··· Selected passage

Friday, June 29, 2007

Cupcake heaven

The whole world seems to be in love with cupcakes. Maybe it's their cute size and shape, or the fact that they feel less indulgent than a big slice of cake, or just that they seem to invoke a party atmosphere. There's been a spate of cupcake books recently featured in the food news, so it seems the trend is definitely not over.

My mothers' group recently held a joint first birthday party for our babies. In between reminiscing about our first meeting, lamenting how quickly the first year had gone and that our little newborns were now toddlers, and chasing said toddlers around the playgym, we of course found time for birthday cake. I was one of the designated cake makers and what better choice could there be than vanilla cupcakes iced with bright green, pink and yellow icing?

Jennifer Graham, of Crabapple Cupcake Bakery fame, recently published her cookbook book, which spilled the secrets of her fabulous little cupcakes. The basic vanilla cupcakes were delicious little morsels, loved by both adults and children alike. I made and tinted a basic butter icing, rather than Jennifer's buttercream, which seemed too rich for our little audience.

VANILLA CUPCAKES

2 3/4 cups plain flour
2 teaspoons baking powder
200g softened unsalted butter
1 cup caster sugar
4 eggs
1 tablespoon vanilla extract
1 cup milk

Preheat oven to 170 degrees. Line two 12-hole muffin trays with cupcake papers.

Sift flour and baking powder. Cream the butter for 1-2 minutes. Add the caster sugar one-third at a time, beating for two minutes after each addition. After the last addition, beat until light and fluffy and the sugar is almost dissolved. Add the eggs one a time, beating for one minute after each addition or until the mixture is light and fluffy. Add the vanilla extract.

Add one-third of the flour and beat on low speed until combined. Add half the milk and beat until combined. Repeat with remaining flour and milk, finishing with the flour. Be careful not to overbeat or the mixture will toughen. Spoon the mixture into cupcake papers until they are about three-quarters full. Cook for 18-20 minutes. Turn out of the tin and cool on a wire rack.

······

▶ _Work to complete_
Please quote the cupcake post word for word, between "Sift flour and" and "a wire rack.", inclusive.

··· Entries

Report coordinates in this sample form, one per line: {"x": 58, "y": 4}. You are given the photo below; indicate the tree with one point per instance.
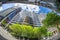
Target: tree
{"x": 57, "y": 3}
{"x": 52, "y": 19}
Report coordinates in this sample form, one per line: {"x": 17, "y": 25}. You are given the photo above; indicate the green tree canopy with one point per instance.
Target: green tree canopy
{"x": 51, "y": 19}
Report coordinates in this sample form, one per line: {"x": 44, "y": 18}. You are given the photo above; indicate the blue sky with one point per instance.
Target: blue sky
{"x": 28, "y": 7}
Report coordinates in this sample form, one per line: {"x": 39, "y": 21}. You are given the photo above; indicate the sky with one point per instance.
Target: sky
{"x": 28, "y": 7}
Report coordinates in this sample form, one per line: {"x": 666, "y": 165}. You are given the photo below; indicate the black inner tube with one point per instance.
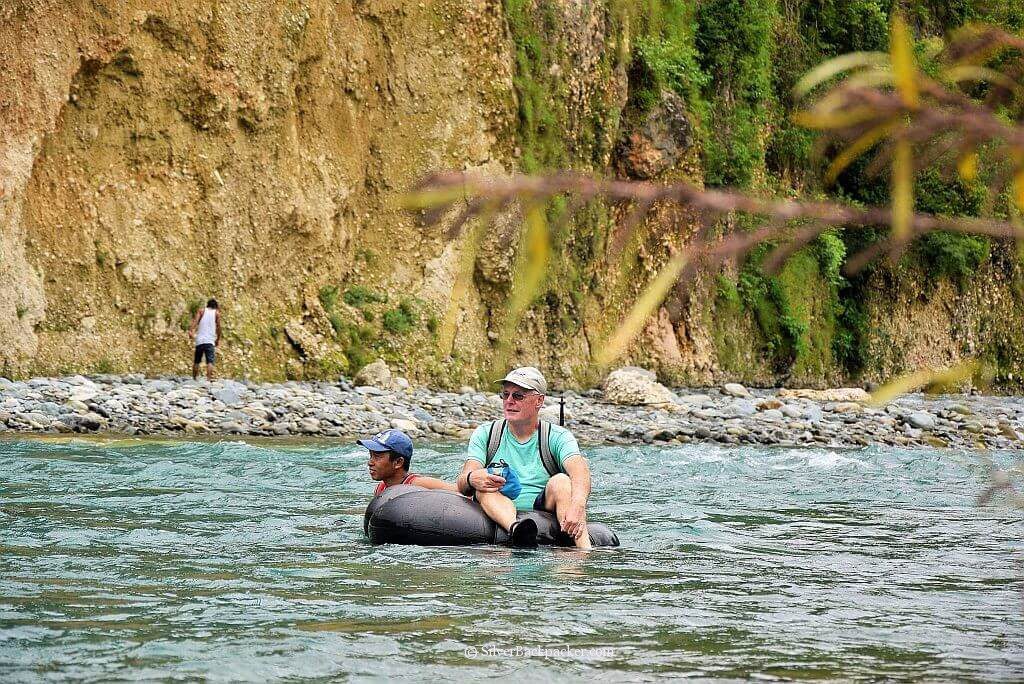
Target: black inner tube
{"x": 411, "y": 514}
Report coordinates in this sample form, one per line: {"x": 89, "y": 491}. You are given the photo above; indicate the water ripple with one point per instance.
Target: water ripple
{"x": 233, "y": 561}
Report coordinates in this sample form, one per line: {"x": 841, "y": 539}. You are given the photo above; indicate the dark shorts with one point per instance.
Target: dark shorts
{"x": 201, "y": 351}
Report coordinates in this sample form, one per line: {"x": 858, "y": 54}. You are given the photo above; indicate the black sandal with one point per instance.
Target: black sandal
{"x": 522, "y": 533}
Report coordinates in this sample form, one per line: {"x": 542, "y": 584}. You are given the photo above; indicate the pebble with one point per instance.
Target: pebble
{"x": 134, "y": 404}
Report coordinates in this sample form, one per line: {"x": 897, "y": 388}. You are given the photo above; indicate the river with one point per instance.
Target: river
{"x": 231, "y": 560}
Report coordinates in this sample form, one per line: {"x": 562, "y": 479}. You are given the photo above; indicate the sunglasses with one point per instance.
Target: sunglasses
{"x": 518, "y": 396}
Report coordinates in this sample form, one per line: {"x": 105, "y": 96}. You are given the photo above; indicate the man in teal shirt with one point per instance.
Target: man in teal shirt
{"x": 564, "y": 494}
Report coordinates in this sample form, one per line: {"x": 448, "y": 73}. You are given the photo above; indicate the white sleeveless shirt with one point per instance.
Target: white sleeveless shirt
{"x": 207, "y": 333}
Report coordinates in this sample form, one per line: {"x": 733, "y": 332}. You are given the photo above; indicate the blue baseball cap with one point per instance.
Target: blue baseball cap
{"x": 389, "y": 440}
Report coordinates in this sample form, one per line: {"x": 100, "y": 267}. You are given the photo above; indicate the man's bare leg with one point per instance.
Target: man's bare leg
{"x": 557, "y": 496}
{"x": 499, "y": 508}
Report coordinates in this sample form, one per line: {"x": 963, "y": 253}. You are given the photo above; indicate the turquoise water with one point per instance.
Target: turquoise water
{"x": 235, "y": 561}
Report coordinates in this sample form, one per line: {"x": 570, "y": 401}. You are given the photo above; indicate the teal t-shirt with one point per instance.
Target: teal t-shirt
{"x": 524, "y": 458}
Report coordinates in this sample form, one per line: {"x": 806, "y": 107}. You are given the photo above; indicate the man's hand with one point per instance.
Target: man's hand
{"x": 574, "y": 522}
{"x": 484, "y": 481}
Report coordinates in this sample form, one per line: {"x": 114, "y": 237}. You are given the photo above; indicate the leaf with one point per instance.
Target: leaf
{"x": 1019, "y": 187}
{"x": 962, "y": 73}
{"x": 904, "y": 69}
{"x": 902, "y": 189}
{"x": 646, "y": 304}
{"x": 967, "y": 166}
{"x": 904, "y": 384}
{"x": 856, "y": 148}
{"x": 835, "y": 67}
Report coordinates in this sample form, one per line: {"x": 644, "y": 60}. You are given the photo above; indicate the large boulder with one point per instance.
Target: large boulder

······

▶ _Answer to this problem_
Sift flour and baking powder. Cream the butter for 1-2 minutes. Add the caster sugar one-third at a time, beating for two minutes after each addition. After the last addition, beat until light and fluffy and the sugar is almost dissolved. Add the eggs one a time, beating for one minute after each addition or until the mixture is light and fluffy. Add the vanilla extract.

Add one-third of the flour and beat on low speed until combined. Add half the milk and beat until combined. Repeat with remaining flour and milk, finishing with the flour. Be careful not to overbeat or the mixture will toughen. Spoon the mixture into cupcake papers until they are about three-quarters full. Cook for 18-20 minutes. Turn out of the tin and cool on a wire rack.